Responding to requests for comment from The Imprint, Stephanie Gendell, spokesperson for the Administration for Children’s Services (ACS), said her agency works hard to keep children out of foster care and at home with their families.
“ACS is committed to being responsive to the needs of children and families,” Gendell said.
She cited a “robust continuum of family support services” that has led to a 36% reduction in the number of children entering foster care from 2017 to 2021. Those foster care numbers represent “an all-time low of 7,111 children,” she added.
“We are continuing to develop new ways, in partnership with government and community organizations, to keep children safely at home while carrying out our legal responsibility to keep New York City children safe,” Gendell said.
More than 50,000 children are the subjects of a CPS investigation each year, mostly under the broad category of neglect, city data show.
But according to the new Family Justice Law Center, approximately 30% of “emergency” child removals in New York City “fail to garner judicial approval,” cases which the legal advocates say they will focus on as “blatant civil rights violations.”
Shalleck-Klein, who will leave Bronx Defenders in the coming weeks to work full-time for the new venture, said advocates for child welfare-involved parents have not had “what every other single civil rights issue across the country had, which is an organization that is dedicated to going on the ‘offense,’ and suing ACS for their transgressions and illegal activities.”
He said the new organization aims to tackle problems in the child welfare system in a manner similar to legal advocacy groups that serve as a watchdog for human rights violations within law enforcement agencies and police departments. Without the pathway of legal challenges, he added, “there’s no accountability.”
While white and Asian children are under-represented in the foster care system in New York City, Black, Latino and Native American children are disproportionately far more likely than their peers to be removed from their families. According to state data, in 2020 nearly 9 in 10 children admitted into foster care in New York City were identified as African-American or Latino, a vast overrepresentation of their numbers in the general population. Jamaica, Queens, Williamsbridge, Bronx and East New York, Brooklyn have the highest foster care populations. They also have the highest proportion of Black residents and child poverty rates.
To combat these removal rates, the Family Justice Law Center has been selected for the Urban Justice Centers’ Social Justice Accelerator program, which is one of the city’s most prominent nonprofits. The program has a history of incubating new organizations and community leaders that address societal injustice. The Urban Justice Center will serve as the new legal hub’s fiscal sponsor and will provide office space, administrative support and legal advice.
“The child welfare system’s overregulation of poor families makes clear that the Family Justice Law Center is sorely needed to stand with and fight for this marginalized community and push for transformative, system-level change,” Doug Lasdon, executive director of the Urban Justice Center, stated in a press release.

### [Listing]
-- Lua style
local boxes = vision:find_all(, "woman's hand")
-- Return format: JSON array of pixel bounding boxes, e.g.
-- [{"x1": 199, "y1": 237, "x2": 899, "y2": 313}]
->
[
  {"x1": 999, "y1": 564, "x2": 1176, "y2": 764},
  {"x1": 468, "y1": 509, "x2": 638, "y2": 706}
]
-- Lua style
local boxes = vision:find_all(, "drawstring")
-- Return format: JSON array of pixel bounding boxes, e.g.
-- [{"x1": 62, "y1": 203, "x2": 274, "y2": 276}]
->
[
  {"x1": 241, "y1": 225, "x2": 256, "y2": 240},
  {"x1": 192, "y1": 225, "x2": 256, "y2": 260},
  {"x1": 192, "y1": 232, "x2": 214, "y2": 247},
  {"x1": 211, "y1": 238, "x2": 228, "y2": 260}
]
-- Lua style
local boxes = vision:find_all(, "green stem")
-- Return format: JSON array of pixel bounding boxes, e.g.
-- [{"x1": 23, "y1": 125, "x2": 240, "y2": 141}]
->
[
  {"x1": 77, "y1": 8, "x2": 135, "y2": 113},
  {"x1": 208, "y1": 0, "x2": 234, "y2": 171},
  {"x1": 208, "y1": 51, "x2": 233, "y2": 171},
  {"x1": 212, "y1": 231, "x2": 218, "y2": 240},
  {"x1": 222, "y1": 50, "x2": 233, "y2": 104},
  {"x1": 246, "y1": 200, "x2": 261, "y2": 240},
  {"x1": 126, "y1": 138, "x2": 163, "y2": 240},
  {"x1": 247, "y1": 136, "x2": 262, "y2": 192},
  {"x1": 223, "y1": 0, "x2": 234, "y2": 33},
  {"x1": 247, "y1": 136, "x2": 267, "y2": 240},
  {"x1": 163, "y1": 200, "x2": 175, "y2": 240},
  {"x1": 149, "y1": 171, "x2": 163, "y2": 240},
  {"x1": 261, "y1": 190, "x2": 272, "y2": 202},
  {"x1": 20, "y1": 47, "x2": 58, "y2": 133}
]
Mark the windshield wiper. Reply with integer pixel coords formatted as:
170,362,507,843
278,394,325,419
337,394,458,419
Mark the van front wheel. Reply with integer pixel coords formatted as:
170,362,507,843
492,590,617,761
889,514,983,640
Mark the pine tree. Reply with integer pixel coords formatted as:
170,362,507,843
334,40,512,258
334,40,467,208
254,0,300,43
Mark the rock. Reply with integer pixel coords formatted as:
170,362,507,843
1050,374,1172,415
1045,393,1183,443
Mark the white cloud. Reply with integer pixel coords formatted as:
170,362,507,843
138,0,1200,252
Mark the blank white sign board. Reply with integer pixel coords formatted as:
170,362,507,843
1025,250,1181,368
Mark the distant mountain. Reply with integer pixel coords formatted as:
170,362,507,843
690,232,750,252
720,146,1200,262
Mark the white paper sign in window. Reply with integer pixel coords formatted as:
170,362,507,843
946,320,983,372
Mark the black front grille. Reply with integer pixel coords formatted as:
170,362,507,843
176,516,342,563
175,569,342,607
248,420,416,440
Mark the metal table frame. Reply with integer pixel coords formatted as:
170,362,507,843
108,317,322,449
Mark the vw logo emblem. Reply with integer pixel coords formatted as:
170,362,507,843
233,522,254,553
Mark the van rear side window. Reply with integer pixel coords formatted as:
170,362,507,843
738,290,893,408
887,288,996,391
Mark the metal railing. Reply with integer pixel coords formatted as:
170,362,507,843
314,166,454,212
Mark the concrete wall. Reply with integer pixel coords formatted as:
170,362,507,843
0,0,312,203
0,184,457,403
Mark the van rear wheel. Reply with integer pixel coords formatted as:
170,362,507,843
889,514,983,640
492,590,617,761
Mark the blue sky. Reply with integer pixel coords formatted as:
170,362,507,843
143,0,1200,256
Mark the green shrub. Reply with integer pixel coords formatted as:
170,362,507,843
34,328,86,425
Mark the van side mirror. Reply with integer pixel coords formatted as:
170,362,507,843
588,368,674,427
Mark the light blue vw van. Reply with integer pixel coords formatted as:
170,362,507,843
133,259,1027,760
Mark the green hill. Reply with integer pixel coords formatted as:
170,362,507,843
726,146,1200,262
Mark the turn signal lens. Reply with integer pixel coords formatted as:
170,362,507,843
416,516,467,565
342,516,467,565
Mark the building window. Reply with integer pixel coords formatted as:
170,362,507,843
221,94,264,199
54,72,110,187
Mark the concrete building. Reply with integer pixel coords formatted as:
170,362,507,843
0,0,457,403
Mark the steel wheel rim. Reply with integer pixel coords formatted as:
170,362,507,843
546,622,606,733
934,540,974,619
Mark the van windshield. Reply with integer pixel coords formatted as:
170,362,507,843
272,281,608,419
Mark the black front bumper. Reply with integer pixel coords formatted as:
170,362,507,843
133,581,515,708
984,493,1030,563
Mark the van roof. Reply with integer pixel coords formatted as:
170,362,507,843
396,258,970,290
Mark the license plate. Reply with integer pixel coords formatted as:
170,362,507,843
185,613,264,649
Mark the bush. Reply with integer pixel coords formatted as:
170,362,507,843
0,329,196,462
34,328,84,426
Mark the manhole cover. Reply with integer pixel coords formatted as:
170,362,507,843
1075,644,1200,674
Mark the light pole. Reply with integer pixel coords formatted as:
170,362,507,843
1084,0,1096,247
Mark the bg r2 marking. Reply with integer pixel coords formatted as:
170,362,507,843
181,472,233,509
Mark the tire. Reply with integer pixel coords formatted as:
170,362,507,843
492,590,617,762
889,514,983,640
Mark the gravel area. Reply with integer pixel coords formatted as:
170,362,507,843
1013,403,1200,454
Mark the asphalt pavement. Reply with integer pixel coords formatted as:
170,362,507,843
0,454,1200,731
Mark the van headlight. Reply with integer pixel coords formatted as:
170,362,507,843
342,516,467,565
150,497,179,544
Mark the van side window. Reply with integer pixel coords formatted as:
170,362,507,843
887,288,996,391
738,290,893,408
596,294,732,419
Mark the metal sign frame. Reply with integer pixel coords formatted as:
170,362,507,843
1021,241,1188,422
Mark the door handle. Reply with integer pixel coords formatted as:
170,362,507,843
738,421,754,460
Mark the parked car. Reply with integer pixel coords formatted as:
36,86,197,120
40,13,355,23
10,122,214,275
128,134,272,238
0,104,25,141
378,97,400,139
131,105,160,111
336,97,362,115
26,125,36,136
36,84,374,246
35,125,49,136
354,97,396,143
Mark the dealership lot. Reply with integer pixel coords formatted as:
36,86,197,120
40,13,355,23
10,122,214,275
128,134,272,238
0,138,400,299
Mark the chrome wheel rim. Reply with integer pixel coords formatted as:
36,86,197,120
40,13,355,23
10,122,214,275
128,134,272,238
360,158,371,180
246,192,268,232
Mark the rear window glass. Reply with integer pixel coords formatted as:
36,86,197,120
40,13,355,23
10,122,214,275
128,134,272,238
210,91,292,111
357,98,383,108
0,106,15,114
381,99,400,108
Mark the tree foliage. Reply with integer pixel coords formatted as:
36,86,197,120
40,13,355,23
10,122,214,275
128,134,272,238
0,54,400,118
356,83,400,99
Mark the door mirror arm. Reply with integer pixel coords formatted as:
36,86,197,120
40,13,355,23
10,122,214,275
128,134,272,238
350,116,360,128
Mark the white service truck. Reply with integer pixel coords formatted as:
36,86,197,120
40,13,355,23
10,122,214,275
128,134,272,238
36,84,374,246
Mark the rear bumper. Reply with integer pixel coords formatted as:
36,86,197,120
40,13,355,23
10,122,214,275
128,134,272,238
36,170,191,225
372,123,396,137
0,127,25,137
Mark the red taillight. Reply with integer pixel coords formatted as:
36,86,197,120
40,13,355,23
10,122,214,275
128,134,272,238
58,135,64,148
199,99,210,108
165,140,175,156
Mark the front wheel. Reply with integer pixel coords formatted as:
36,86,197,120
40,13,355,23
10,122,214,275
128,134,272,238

### [Goals]
1. In the records, take the part that opens with the line containing "Mark the van roof." and closes with the line containing "0,454,1200,731", and write out only those lines again, requests included. Multiply every coordinate in the answers by 2.2 and round to whole numbers, halves up, leaving the requests and their format samples unchanged.
2. Please continue the article about the Family Justice Law Center from after its last sentence.

### [In response]
1.
Mark the van roof. Reply with integer pixel coords formatted as:
170,362,507,843
871,568,2134,638
Mark the license plate. Reply with integer pixel coords formatted as:
170,362,507,843
407,1349,581,1428
Mark the bush. Reply with integer pixel coords formatted as:
170,362,507,843
0,724,431,1016
75,722,185,937
Mark the manhole cover. Reply with integer pixel coords formatted as:
170,362,507,843
2365,1417,2640,1483
Mark the light pole. Reply with integer pixel coords formatted as:
170,362,507,843
2385,0,2411,543
Mark the bg r2 marking. Reply with integer pixel coords formatted as:
170,362,507,843
398,1038,513,1120
Mark the tire. Reply with integer pixel coords formatted as:
170,362,507,843
1082,1298,1357,1676
1956,1131,2163,1408
Mark the gravel area. Reply with integer pixel coords formatted as:
170,362,507,843
2229,887,2640,999
Mark the asphalt pavement. Reply with integer pixel coords formatted as:
170,362,507,843
0,999,2640,1608

2.
The new center will have an academic and community advisory board. The academic advisors include leading law professors from across the country, including scholars from New York University, Harvard University, Georgetown University, the CUNY School of Law and the University of South Carolina. These legal advisors specialize in a range of topics — from criminal, family and juvenile defense to poverty law, LGBTQ rights, reproductive justice and immigration.
“Families need lawyers to defend those rights, to hold agencies accountable, and to help develop the law to protect family integrity and focus CPS agency power on the narrow set of cases where it is needed,” Josh Gupta-Kagan, professor of law at the University of South Carolina School of Law and a member of the academic advisory board, told The Imprint.
The community advisory board represents a diverse set of voices, including experts in the child welfare field, and people with lived experience who have dealt with CPS investigations themselves.
“We obviously wanted people from the community to talk about what is most important to them, because that helps us decide what issues we should litigate,” Shalleck-Klein said. “It was important that we have really structured input from experts who are deep in the communities that are most targeted.”
Community advisors will include Joyce McMillan, founder of the Parent Legislative Action Network and JMac For Families, Jean Padilla, a parent advocate at Bronx Defenders, and Shrounda Selivanoff, the director of public policy at Children’s Home Society of Washington.
The new center’s goal is to scale back the city’s use of “emergency removals” and better protect Black and brown communities from family separation. Participants also want the Family Court to better prioritize hearings involving children separated from their parents.
The center’s leadership hopes to prompt national attention to the issues it intends to tackle, creating a new framing of the harms caused by the child welfare system as one of the most important civil rights issues of our time.
“We think that we will go a long way to keep children safe, while not having the government interfere unnecessarily in the most sacred relationship,” Shalleck-Klein said, “which is the parent-child relationship.”
Correction: A previous version of this article misstated the title of Jean Padilla. She is a parent advocate and team leader at Bronx Defenders, not an attorney.